■ **DATASET ROWS**:

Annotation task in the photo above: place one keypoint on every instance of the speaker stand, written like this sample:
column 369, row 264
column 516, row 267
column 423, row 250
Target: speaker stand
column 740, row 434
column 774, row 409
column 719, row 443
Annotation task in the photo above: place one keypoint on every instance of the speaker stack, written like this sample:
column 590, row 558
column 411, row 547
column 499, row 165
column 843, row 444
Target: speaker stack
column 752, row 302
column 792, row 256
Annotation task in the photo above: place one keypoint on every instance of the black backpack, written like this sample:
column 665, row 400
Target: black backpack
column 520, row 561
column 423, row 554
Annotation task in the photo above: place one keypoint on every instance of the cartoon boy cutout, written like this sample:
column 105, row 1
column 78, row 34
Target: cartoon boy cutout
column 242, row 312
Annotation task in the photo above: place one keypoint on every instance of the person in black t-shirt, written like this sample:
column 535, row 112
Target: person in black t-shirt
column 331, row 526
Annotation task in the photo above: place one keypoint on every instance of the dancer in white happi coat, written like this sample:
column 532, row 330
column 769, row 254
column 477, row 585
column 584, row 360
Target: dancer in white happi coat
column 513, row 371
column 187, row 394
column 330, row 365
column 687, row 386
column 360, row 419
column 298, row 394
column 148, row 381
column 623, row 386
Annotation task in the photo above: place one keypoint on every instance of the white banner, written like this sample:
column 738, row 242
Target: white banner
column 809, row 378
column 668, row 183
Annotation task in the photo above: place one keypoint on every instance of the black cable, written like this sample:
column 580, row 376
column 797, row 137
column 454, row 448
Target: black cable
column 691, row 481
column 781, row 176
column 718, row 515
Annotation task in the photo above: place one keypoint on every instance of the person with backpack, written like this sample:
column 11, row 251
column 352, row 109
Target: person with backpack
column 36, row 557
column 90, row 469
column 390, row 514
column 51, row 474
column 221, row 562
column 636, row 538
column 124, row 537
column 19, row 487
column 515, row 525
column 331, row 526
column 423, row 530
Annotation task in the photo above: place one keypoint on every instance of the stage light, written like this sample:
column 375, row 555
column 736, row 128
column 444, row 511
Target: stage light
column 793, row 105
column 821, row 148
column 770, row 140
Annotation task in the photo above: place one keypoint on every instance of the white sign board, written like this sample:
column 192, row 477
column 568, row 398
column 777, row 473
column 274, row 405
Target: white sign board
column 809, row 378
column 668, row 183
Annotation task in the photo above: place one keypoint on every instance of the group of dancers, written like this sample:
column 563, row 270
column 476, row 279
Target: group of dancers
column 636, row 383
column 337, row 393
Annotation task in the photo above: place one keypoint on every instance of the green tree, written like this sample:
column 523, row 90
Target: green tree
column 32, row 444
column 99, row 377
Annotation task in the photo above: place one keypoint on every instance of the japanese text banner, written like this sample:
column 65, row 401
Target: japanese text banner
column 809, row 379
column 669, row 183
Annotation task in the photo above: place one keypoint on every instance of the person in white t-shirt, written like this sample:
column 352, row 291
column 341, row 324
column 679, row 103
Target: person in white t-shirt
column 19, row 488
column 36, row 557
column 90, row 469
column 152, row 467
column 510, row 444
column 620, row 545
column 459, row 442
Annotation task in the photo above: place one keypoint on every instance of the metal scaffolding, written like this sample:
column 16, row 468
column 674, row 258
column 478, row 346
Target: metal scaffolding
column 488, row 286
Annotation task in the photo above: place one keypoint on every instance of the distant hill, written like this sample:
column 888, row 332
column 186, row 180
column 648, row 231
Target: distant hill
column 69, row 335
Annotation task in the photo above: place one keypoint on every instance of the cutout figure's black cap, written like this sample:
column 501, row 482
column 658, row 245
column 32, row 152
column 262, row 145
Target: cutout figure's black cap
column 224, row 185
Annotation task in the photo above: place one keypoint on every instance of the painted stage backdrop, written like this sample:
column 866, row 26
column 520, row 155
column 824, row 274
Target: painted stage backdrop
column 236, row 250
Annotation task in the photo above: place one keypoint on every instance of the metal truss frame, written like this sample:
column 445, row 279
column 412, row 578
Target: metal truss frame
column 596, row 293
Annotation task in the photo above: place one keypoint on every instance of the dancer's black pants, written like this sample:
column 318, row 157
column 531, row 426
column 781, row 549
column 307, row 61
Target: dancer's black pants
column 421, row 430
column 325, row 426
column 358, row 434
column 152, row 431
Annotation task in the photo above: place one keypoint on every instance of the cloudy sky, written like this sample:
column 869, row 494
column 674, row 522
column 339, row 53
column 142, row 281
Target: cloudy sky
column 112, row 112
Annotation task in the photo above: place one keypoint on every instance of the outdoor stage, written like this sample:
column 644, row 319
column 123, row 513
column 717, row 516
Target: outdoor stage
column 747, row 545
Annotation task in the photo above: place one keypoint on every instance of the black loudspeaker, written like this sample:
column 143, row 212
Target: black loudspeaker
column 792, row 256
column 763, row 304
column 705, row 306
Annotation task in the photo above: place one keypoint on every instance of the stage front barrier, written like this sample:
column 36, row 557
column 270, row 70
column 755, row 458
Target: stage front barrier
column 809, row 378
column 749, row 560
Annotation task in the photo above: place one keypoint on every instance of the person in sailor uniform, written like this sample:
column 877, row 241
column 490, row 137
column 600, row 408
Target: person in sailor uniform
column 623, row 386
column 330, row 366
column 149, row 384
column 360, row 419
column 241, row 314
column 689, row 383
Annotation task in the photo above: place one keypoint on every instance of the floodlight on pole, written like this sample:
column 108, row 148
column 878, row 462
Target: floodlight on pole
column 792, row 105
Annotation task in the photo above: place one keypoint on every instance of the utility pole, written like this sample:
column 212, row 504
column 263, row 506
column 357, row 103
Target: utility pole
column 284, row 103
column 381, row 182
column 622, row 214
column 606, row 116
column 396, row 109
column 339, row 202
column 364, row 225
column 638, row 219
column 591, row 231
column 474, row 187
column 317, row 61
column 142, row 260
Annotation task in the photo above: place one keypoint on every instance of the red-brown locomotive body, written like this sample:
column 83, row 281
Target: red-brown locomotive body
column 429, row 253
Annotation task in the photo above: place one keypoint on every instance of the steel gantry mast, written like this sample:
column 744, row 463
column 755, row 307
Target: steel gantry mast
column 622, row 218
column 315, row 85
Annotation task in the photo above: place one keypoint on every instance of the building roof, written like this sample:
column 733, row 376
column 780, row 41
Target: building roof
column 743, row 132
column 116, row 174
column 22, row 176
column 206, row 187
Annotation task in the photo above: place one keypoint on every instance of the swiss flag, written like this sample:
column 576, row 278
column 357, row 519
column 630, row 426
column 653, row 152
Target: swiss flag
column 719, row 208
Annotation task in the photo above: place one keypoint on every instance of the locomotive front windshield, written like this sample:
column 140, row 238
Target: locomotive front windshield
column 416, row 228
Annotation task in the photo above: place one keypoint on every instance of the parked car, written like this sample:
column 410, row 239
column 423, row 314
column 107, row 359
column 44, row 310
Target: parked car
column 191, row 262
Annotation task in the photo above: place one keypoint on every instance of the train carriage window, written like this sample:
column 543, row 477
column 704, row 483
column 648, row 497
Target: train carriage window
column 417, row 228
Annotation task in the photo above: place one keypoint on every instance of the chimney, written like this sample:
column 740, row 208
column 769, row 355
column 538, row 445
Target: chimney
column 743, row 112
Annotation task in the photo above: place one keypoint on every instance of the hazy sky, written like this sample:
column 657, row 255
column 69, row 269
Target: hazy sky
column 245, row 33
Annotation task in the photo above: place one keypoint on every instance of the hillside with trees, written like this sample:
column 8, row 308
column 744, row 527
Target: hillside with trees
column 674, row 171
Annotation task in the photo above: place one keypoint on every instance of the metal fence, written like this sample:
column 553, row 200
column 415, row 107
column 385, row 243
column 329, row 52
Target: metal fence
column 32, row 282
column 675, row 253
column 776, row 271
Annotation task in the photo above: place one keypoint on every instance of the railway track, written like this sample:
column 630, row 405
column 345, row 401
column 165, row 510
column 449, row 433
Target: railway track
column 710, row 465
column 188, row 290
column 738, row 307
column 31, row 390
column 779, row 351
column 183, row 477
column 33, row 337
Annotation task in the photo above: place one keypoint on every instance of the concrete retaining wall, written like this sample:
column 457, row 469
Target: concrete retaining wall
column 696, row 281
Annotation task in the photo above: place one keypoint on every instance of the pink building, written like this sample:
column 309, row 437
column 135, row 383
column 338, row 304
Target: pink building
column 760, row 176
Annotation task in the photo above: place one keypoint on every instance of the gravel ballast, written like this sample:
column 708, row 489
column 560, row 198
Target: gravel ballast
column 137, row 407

■ **SHORT EXERCISE**: Please copy out everything in the data above from the line containing "sailor uniform, written" down to the line containing "column 689, row 383", with both of those lines included.

■ **EXERCISE ANSWER**:
Annotation task in the photo above: place one keypoint on every instance of the person in sailor uniform, written like this sample:
column 877, row 241
column 490, row 137
column 600, row 408
Target: person in sailor uniform
column 623, row 386
column 330, row 366
column 149, row 384
column 360, row 419
column 241, row 314
column 689, row 383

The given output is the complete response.